Brief: Make an exact copy of the records, with the images left out.

───── Provided records ─────

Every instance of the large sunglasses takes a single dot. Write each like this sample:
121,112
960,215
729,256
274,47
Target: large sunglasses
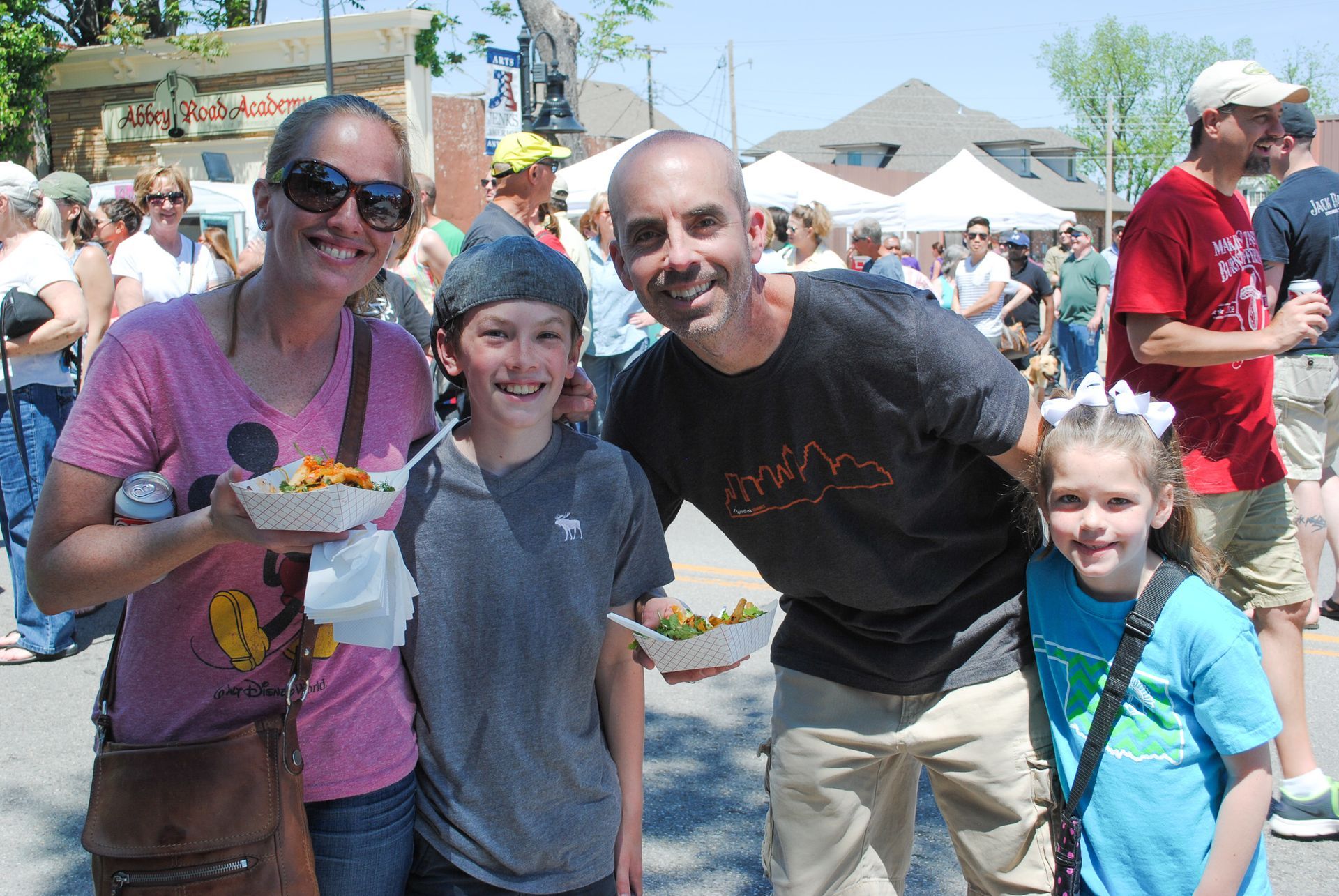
176,197
317,186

─────

Reply to the task:
Every instance of the large sunglasses takes a single dot. Write each like this sample:
121,112
960,215
729,256
274,47
Target: large sunglasses
176,197
317,186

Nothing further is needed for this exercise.